• Your instructions: Retype the listing that follows, word for word.

--- START OF Excerpted records ---

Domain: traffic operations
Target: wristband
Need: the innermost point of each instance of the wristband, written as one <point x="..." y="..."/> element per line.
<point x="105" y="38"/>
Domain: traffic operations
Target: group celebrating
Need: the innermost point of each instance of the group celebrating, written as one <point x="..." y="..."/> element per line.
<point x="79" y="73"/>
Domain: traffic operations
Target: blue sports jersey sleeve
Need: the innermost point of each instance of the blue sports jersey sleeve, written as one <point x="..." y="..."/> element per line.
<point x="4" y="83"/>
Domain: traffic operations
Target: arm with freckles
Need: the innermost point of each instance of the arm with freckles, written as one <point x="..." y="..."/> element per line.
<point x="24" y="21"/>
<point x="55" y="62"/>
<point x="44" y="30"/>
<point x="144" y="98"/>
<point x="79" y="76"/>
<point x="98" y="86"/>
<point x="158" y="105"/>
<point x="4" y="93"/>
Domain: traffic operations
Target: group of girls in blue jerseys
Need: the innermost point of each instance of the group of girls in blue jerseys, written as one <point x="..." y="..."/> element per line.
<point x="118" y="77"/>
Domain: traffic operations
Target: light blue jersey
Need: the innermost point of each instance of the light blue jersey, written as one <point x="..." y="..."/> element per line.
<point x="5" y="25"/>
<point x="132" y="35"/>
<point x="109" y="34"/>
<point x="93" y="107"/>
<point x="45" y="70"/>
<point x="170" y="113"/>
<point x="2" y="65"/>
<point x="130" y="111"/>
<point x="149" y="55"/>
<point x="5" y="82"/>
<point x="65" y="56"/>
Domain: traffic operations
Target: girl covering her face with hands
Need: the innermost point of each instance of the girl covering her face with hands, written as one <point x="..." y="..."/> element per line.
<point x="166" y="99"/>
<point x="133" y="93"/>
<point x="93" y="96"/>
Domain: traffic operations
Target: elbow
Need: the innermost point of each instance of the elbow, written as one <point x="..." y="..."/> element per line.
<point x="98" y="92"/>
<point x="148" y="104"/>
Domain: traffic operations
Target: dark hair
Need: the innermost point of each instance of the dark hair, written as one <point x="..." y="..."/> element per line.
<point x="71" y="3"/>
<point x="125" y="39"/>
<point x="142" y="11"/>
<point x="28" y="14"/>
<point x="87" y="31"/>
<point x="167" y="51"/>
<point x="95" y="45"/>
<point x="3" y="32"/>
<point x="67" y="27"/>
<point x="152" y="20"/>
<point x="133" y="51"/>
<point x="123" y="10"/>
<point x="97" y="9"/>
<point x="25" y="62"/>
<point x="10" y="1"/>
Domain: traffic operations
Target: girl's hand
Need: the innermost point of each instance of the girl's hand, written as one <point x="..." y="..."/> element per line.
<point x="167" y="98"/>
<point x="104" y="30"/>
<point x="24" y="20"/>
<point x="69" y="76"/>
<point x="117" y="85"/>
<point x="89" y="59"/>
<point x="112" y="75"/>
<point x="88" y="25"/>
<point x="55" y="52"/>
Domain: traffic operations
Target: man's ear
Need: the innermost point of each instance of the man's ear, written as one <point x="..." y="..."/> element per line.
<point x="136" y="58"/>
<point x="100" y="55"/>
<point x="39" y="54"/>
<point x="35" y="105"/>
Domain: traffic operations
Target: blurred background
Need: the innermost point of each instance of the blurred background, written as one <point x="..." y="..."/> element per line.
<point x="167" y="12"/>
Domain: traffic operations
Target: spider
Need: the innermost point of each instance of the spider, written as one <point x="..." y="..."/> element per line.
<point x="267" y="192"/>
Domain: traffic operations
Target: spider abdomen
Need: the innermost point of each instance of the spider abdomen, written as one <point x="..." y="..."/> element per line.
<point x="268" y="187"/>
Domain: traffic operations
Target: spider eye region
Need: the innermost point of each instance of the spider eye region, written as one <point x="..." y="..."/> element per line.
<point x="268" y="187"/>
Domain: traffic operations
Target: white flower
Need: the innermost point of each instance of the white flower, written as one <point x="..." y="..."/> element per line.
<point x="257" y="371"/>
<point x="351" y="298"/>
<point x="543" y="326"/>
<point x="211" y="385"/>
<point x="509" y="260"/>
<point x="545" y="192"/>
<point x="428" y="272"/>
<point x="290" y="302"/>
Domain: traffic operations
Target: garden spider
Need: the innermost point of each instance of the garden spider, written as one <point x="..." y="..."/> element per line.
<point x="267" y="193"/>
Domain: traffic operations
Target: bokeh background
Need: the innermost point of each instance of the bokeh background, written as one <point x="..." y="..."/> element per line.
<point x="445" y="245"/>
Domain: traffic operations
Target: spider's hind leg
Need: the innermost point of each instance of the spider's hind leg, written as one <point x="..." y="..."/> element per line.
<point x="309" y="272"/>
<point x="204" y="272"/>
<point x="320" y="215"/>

--- END OF Excerpted records ---

• Written answer:
Domain: traffic operations
Target: wristband
Need: the innermost point of each instance of the wristband, written as one <point x="..." y="..."/> element per line.
<point x="105" y="38"/>
Domain: traffic operations
Target: group celebrating
Need: the innermost point of each instance of the group celebrating, written as one <point x="..." y="..."/> element per line.
<point x="79" y="73"/>
Domain: traffic operations
Target: blue sports jersey sleeve
Need: the innermost point of each instance of the blue sports jersey sleeve, written as one <point x="..." y="..."/> element per line.
<point x="4" y="83"/>
Domain: traffic operations
Target: arm with freckles
Need: the innermost point of each instance of the arm with freckles, written as one <point x="..." y="..."/> element per line.
<point x="24" y="21"/>
<point x="55" y="62"/>
<point x="44" y="30"/>
<point x="144" y="98"/>
<point x="79" y="76"/>
<point x="98" y="86"/>
<point x="158" y="105"/>
<point x="4" y="93"/>
Domain: traffic operations
Target: group of girls in blue jerseys
Need: the innermost point of each instance of the group of girls in blue jerseys, written as one <point x="..." y="..."/> element per line.
<point x="118" y="77"/>
Domain: traffic operations
Target: light blue jersey
Need: the innermost point of each instance of the light blue jersey, written as one <point x="..." y="..."/> element per line.
<point x="5" y="25"/>
<point x="132" y="35"/>
<point x="109" y="34"/>
<point x="93" y="107"/>
<point x="45" y="70"/>
<point x="170" y="113"/>
<point x="2" y="65"/>
<point x="130" y="111"/>
<point x="149" y="55"/>
<point x="5" y="82"/>
<point x="65" y="56"/>
Domain: traffic operations
Target: girl covering her face with hands
Need: the innermost point of each instance of the girl covering her face with hands, written as one <point x="..." y="..."/> element per line.
<point x="166" y="99"/>
<point x="133" y="93"/>
<point x="93" y="96"/>
Domain: traffic operations
Target: elbow
Need: the innermost point of each instance of the elbow, written as one <point x="..." y="..."/> element per line.
<point x="98" y="92"/>
<point x="148" y="104"/>
Domain: traffic operations
Target: dark hair
Need: the innermost point of each instance of the dark hair, written as one <point x="..." y="..."/> element per line.
<point x="71" y="3"/>
<point x="125" y="39"/>
<point x="142" y="11"/>
<point x="28" y="14"/>
<point x="87" y="31"/>
<point x="167" y="51"/>
<point x="95" y="45"/>
<point x="3" y="32"/>
<point x="67" y="27"/>
<point x="152" y="20"/>
<point x="133" y="51"/>
<point x="123" y="10"/>
<point x="97" y="9"/>
<point x="25" y="62"/>
<point x="10" y="1"/>
Domain: traffic operations
Target: girl's hand
Need: the innermost point of each instance of the girl's hand, written as one <point x="..." y="..."/> element per line.
<point x="167" y="98"/>
<point x="104" y="30"/>
<point x="24" y="20"/>
<point x="69" y="76"/>
<point x="117" y="85"/>
<point x="89" y="59"/>
<point x="112" y="75"/>
<point x="88" y="25"/>
<point x="55" y="52"/>
Domain: traffic operations
Target: man's ear
Need: the innermost point of each instance of the man's ear, written as one <point x="..." y="..."/> element per line.
<point x="136" y="58"/>
<point x="100" y="55"/>
<point x="39" y="54"/>
<point x="35" y="105"/>
Domain: traffic operations
Target: blurred background
Need: the innermost point of each instance of the blurred background, written as one <point x="..." y="..."/> element per line.
<point x="167" y="12"/>
Domain: traffic operations
Target: spider
Need: the innermost point of each instance of the spider, written as one <point x="..." y="..."/> element per line.
<point x="267" y="192"/>
Domain: traffic operations
Target: spider abdomen
Need: the innermost point of each instance of the spider abdomen, written as one <point x="..." y="..."/> element per line.
<point x="268" y="187"/>
Domain: traffic operations
Target: spider eye region
Need: the innermost point of each instance of the spider eye region, written as one <point x="..." y="..."/> element per line.
<point x="268" y="187"/>
Domain: traffic operations
Target: white flower
Need: the innermost point of each instance of the white flower, written as one <point x="..." y="..."/> element per line.
<point x="257" y="371"/>
<point x="351" y="298"/>
<point x="543" y="326"/>
<point x="211" y="385"/>
<point x="509" y="260"/>
<point x="545" y="192"/>
<point x="428" y="272"/>
<point x="290" y="302"/>
Domain: traffic operations
Target: garden spider
Need: the innermost point of each instance of the garden spider, written as one <point x="..." y="..."/> element per line.
<point x="267" y="193"/>
Domain: traffic operations
Target: bokeh background
Need: the innermost point of each instance of the bokeh background, written as one <point x="..." y="..."/> element per line.
<point x="445" y="245"/>
Domain: traffic operations
Target: spider's hind leg
Need: the innermost point of each instance of the spider's hind leg, written as one <point x="..." y="..."/> element per line.
<point x="309" y="272"/>
<point x="204" y="272"/>
<point x="320" y="215"/>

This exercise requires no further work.